- _Study text_:
============

Tuesday, August 24, 2010

Seeing, Hearing and Emoting in Virtual Worlds

Recent posts by John “Pathfinder” Lester and Grace McDunnough discussed how sight and hearing in a virtual world impact our perception of each other. In You Look Marvelous, Pathfinder wrote about the "uncanny valley" phenomenon that makes us feel "creeped out" when depictions of human faces are not quite right. In Coding our Faces for the Crowd, Grace discusses the power of sound and the spoken word to communicate subtleties that are lost in text-only speech.

I've been long fascinated by the interesting blend of character simulation and human extension/expression found in virtual worlds. Humans never comprehensively and directly perceive anything in the external world. Contact is always mediated through the senses which detect a limited range of information and then through the brain and body which translates the patchwork of sensory data into a mental model that we perceive as a seamless whole.

When a human is psychologically immersed within a virtual world, his or her brain/biology and subconscious mind/psychology pretty much treat sense impressions streaming from the virtual world in the same way they translate input from the physical world. And what they do well is "fill in the blanks", replacing missing information with content from an individual's existing mental model. Compared the the physical world, virtual worlds are what Marshall McLuhan termed a cool media, which is a form of media with relatively low resolution and incomplete data.

So on one hand, as Pathfinder wrote, we miss the nuances of facial expression and body language. But as Grace brings up, filtering body language may avoid miscommunication through culture-specific (mis)interpretation.

Just as as those who are blind often develop a richer and more nuanced sensory experience of hearing,  experienced users of virtual worlds have extended text chat to compensate for missing visual and aural cues. I wrote about this in Erotic Chat as an Exemplar of Sense Extension in Virtual Worlds.

============

- _Exercises_:
A: Answer these questions about the post on seeing, hearing and emoting in virtual worlds:
(i) What phenomenon did Pathfinder write about in "You Look Marvelous"?
(ii) What term did Marshall McLuhan use for a form of media like virtual worlds?
(iii) What have experienced users of virtual worlds extended to make up for missing visual and aural cues?
B: Pick up the post on seeing, hearing and emoting in virtual worlds after its last sentence and keep writing.

- _Extracted material_:
============

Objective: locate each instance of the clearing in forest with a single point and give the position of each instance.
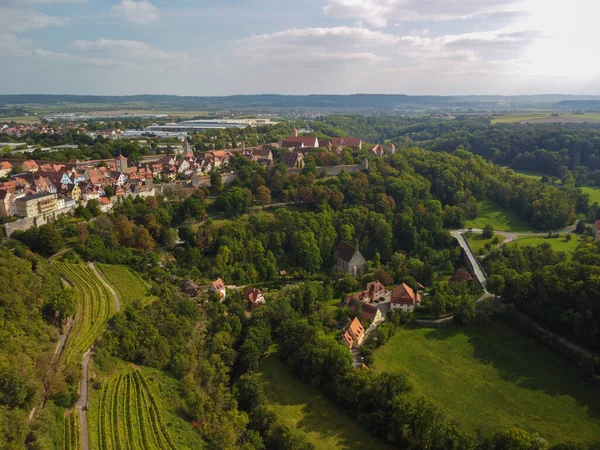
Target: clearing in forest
(502, 219)
(94, 307)
(129, 286)
(305, 408)
(559, 244)
(488, 377)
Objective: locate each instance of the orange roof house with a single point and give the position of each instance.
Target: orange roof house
(218, 287)
(354, 334)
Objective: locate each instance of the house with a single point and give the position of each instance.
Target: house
(349, 259)
(378, 150)
(300, 142)
(374, 291)
(30, 166)
(372, 313)
(5, 169)
(190, 288)
(340, 143)
(34, 205)
(404, 298)
(105, 204)
(461, 275)
(218, 287)
(353, 334)
(254, 296)
(294, 160)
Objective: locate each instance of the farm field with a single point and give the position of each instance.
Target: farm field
(559, 244)
(593, 192)
(127, 412)
(94, 307)
(502, 219)
(72, 433)
(478, 242)
(305, 408)
(487, 377)
(129, 286)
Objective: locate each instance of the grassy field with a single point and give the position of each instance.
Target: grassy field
(593, 192)
(94, 307)
(477, 241)
(512, 118)
(27, 120)
(136, 408)
(501, 219)
(305, 408)
(558, 244)
(129, 286)
(488, 377)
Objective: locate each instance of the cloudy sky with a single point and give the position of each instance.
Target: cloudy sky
(222, 47)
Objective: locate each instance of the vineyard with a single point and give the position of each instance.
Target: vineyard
(129, 286)
(129, 417)
(94, 308)
(72, 438)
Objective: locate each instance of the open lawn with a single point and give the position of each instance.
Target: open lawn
(559, 244)
(593, 192)
(305, 408)
(129, 286)
(501, 219)
(477, 241)
(487, 377)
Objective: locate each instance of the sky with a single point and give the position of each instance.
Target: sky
(225, 47)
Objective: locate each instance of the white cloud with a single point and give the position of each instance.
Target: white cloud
(127, 50)
(380, 12)
(17, 20)
(141, 11)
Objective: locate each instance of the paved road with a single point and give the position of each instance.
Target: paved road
(479, 273)
(458, 234)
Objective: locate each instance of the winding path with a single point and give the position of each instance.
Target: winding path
(482, 277)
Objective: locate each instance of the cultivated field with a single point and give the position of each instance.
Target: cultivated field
(300, 406)
(487, 377)
(546, 118)
(72, 436)
(593, 192)
(478, 242)
(134, 410)
(94, 307)
(501, 219)
(129, 286)
(560, 244)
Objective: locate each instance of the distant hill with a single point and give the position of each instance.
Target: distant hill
(319, 102)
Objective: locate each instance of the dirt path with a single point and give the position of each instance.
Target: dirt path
(106, 285)
(82, 403)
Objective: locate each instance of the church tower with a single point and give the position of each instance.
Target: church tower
(121, 164)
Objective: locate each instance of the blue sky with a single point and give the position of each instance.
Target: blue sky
(223, 47)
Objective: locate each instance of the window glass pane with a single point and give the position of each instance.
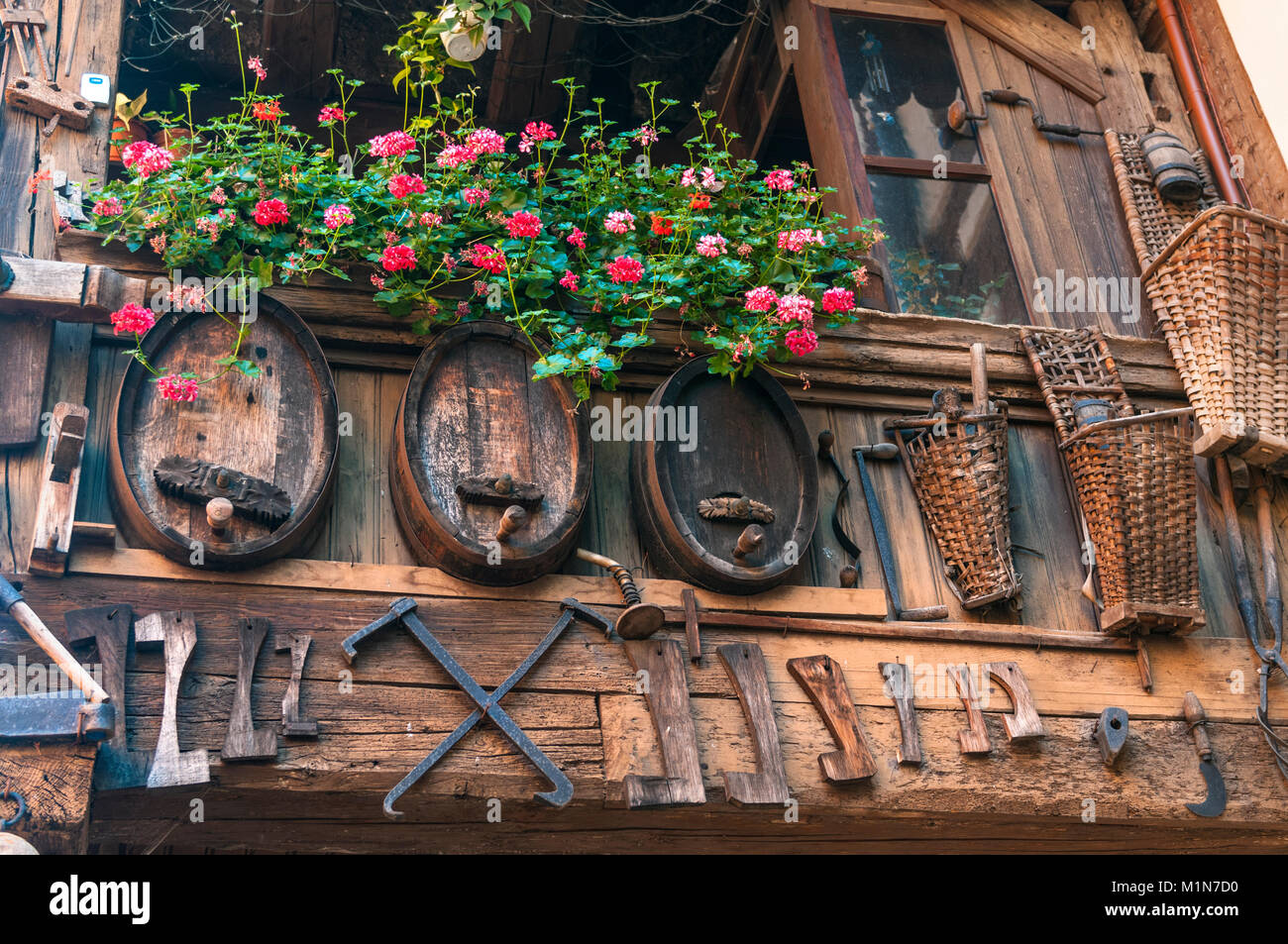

============

- _Solved tasks_:
A:
(i) The "uncanny valley" phenomenon, which makes people feel "creeped out" when depictions of human faces are not quite right.
(ii) A cool media.
(iii) Text chat.

B:
In any case, it is going to be interested to see how our experience of virtual worlds shift as haptic interfaces become more common and increasingly sophisticated software allows for photo-realistic, high resolution avatars. I leave you with my cautionary motion comic "Primates in Virtual Worlds". It gives a little narrative oomph to the idea that our minds don't do well at distinguishing virtual and physical experiences and that our emotions are often triggered by sensory input:


Yordie Sands said...

Yes, facial expressions are so important. I forget who said this (i'll try to look it up when i'm not so busy), but something like 90% of human communications is none verbal. I've been interested in this subject since the early days of MIT'S COF project and specifically “Kismet” by Cynthia Breazeal and her team. I think there misunderstandings in SL that begin with inappropriate facial expressions and physical recognition factorst too. I'd love to hear more and more about this subject.

Yordie Sands said...

sowwy, COG project

Anonymous said...

"Her brain doesn't know the difference." You summed it up perfectly. Nice educational comic!

On the topic of "miscommunication through culture-specific (mis)interpretation," I think that's a fascinating area for exploration.

The meanings behind facial expressions and body language can vary a great deal between different cultures. It's a huge challenge for cross-cultural communication.

If we're really clever in creating systems that can detect and codify facial and body language, I can imagine the eventual development of "social signal translators." Changing (in realtime) how our RL facial expressions and body language are displayed to other folks so they use the other person's cultural norms.

Standing in front of my video wall in my living room, I wave in a friendly way to the avatar of a Japanese businessman. But instead of my avatar being cued to reflect my wave, my avatar bows at the precisely correct angle. Translating my intent in a way he understands, perfectly.


Botgirl Questi said...

Yordie: For sure! Text chat misses both body language and voice tone and pacing. And voice chat in virtual worlds not only misses facial expression and body language (as when speaking on a phone) but also depicts an avatar who may be either providing body language that conflicts to some extend with that of the speaking human, or at best be neutral.

Here's a link related to channels of communication and meaning.

Cunning Pathfinder: That would be very cool. We need some sort ontology so as to construct a Services Oriented Architecture of virtually represented body language :)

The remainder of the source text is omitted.